**** EXCERPT TO READ ****

Japan's Mt. Fuji, covered with snow, is seen through Shinjuku skyscrapers in Tokyo. Reuters/Kimimasa Mayama

Japan’s economy has improved dramatically since Prime Minister Shinzo Abe took office last December with promises to end two decades of deflation and tepid growth. Here’s a rundown of the major events and themes that economists predict will shape Japan’s economy and markets in 2014.

1. Consumption Tax Hike

“The growth outlook will largely be shaped by the consumption tax hike in April,” said Marcel Thieliant at Capital Economics in a note. “We should see an acceleration in demand in the first quarter, a slump in the second quarter and a recovery in the second half of the year.”

Japan’s national debt topped 1 quadrillion yen ($10.46 trillion) in the second quarter. That’s larger than the economies of Germany, France and the U.K. combined. Today, Japan’s gross public debt is by far the highest among advanced economies, standing close to 240 percent of GDP.

The tax hike is a double-edged sword. It would help raise revenue and prove that Japan is committed to fiscal reform, but the measure would also become a drag on the economy.

“The hit to growth may not as severe as in 1997, the last time Japan raised the sales tax, as the government has also rolled out a stimulus package to counter the effects,” Betty Rui Wang, Standard Chartered's Japan economist, said in a note.

The increase in sales tax will take about 8 trillion yen from consumers' pockets annually. But with an offsetting 5.5 trillion yen stimulus package unveiled by the Cabinet and a reduction in corporate tax revenue, Thieliant expects the resulting drag on economic growth to be fairly mild.

Capital Economics’ 2014 full-year GDP growth forecast is 1.5 percent, compared with a likely outturn of around 1.8 percent this year. With the fiscal stimulus due to expire in 2015, Thieliant expects a further slowdown then to 1.0 percent.

The national sales tax is set to rise to 8 percent in April and could rise to 10 percent in 2015 if the government goes ahead with its fiscal consolidation plan.

2. Trans-Pacific Partnership (TPP)

Thieliant expects to see an agreement on the Trans-Pacific Partnership in the first few months of 2014. The three-year-old TPP talks, now led by Japan and the U.S., ended in Singapore two weeks ago without a deal.

**** SUPPLIED DATA ****

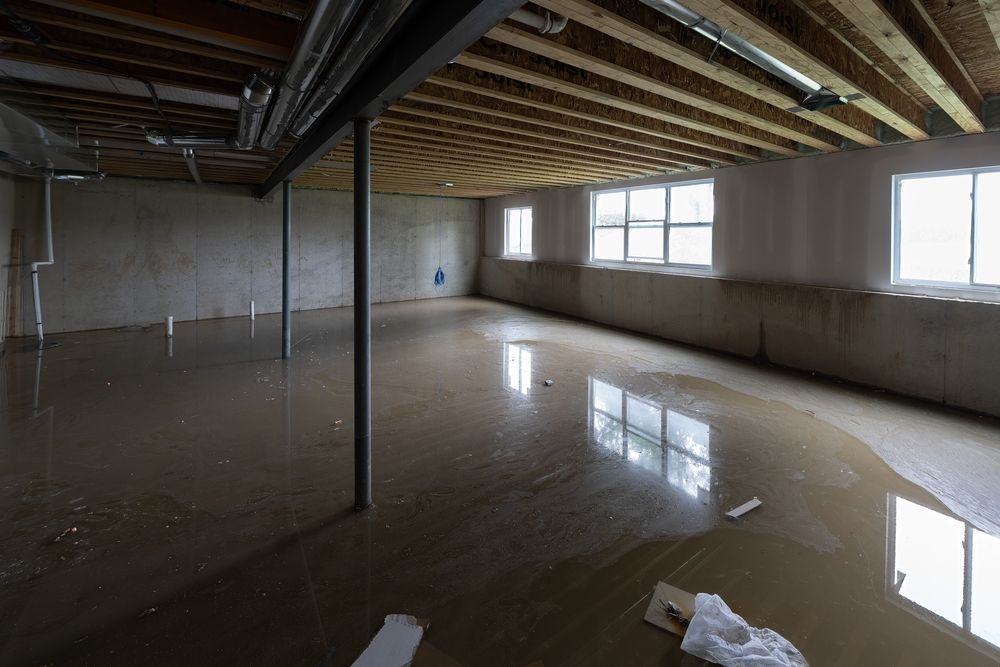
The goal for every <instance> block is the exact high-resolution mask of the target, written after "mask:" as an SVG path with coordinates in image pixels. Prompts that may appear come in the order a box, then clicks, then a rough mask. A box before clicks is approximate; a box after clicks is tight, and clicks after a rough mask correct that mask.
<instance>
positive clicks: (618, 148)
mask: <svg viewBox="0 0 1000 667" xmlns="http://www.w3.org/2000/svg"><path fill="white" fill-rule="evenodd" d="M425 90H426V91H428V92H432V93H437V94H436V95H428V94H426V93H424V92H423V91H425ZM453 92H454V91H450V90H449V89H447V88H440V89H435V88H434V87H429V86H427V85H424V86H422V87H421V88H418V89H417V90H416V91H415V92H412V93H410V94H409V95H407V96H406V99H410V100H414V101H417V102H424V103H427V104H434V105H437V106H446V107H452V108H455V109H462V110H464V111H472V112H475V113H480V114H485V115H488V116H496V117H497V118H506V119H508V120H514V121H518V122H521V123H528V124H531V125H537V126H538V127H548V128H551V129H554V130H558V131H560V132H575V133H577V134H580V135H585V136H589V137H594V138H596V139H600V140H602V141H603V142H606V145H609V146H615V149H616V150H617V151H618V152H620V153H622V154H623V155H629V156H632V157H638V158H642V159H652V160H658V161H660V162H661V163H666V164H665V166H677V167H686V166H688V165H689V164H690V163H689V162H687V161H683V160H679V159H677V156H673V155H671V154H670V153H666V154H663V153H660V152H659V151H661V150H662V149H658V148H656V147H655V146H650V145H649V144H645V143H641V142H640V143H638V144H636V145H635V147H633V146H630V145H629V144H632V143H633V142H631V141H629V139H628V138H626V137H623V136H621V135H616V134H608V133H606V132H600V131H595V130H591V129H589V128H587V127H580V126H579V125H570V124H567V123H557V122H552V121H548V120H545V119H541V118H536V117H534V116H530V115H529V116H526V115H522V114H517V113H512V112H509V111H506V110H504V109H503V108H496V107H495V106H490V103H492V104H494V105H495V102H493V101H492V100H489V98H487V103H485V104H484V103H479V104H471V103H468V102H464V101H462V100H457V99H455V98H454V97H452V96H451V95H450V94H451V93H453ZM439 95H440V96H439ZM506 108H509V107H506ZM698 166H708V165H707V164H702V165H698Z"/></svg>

****

PROBLEM 1
Based on the article about Japan's 2014 economic outlook, state whether each statement agrees with it. Answer yes or no, and quote the words of the article that decide it.
(a) Japan's national debt went above 1 quadrillion yen in the second quarter.
(b) The TPP talks in Singapore ended with a deal.
(c) Capital Economics forecasts full-year GDP growth of 1.8 percent for 2014.
PROBLEM 2
Translate this sentence from the article on Japan's 2014 economic outlook into Spanish: "The national sales tax is set to rise to 8 percent in April and could rise to 10 percent in 2015 if the government goes ahead with its fiscal consolidation plan."
PROBLEM 3
Answer these questions from the article on Japan's 2014 economic outlook.
(a) How large is the stimulus package unveiled by the Cabinet?
(b) In what year did Japan last raise the sales tax?
(c) In what city did the latest TPP talks end?

RESPONSE 1
(a) Yes: "Japan’s national debt topped 1 quadrillion yen ($10.46 trillion) in the second quarter."
(b) No: "ended in Singapore two weeks ago without a deal."
(c) No: "Capital Economics’ 2014 full-year GDP growth forecast is 1.5 percent"

RESPONSE 2
El impuesto nacional sobre las ventas subirá al 8 por ciento en abril y podría subir al 10 por ciento en 2015 si el gobierno sigue adelante con su plan de consolidación fiscal.

RESPONSE 3
(a) 5.5 trillion yen
(b) 1997
(c) Singapore